> Given problem
Count the lines in the records below that contain the string "bird", matching case exactly. Give only the number.

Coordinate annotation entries

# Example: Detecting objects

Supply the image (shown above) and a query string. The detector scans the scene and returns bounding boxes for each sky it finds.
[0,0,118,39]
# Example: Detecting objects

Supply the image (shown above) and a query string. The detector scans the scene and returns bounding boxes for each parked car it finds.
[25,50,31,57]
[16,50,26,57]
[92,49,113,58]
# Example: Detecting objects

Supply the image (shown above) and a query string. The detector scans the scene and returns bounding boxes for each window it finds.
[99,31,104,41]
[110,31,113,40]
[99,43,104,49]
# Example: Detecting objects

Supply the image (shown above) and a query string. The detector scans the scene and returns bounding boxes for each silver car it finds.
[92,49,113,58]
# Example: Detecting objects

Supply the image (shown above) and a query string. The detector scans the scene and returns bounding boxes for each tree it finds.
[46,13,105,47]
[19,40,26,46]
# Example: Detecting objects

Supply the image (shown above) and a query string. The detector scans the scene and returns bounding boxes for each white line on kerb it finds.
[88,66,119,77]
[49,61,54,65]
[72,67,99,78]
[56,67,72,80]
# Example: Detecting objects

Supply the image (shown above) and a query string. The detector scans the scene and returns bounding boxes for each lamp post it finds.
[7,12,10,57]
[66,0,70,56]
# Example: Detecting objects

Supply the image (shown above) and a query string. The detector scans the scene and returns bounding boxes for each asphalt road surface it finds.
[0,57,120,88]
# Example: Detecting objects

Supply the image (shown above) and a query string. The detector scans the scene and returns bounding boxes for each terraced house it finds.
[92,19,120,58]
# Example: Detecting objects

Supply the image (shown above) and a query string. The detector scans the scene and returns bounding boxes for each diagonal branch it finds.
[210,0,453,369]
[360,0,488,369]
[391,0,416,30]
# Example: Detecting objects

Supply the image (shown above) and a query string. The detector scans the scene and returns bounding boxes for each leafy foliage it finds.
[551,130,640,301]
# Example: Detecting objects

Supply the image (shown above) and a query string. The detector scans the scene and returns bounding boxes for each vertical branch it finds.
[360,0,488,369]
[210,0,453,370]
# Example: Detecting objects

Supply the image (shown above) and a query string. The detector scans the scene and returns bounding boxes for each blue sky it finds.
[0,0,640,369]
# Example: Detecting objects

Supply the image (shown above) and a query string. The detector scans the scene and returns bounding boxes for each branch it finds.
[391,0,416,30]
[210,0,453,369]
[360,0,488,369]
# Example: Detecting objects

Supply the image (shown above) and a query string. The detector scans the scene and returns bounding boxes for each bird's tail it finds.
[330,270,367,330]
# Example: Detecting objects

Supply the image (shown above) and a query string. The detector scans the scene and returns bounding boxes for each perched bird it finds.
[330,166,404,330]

> Task solution
2